*What to do*
Repeat all of the lines below, requests included, and multiply every coordinate in the answers by 1.3, rounding each result to a whole number with halves rounded up.

*Input rows*
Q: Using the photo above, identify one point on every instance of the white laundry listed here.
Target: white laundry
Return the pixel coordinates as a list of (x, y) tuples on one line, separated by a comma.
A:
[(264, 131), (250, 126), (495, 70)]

*Completed exercise*
Q: Using the photo above, identify one point on every instance of the white laundry listed here.
Target: white laundry
Return the pixel coordinates as a list of (x, y) tuples on one line, separated by a comma.
A:
[(343, 170), (325, 164), (644, 91)]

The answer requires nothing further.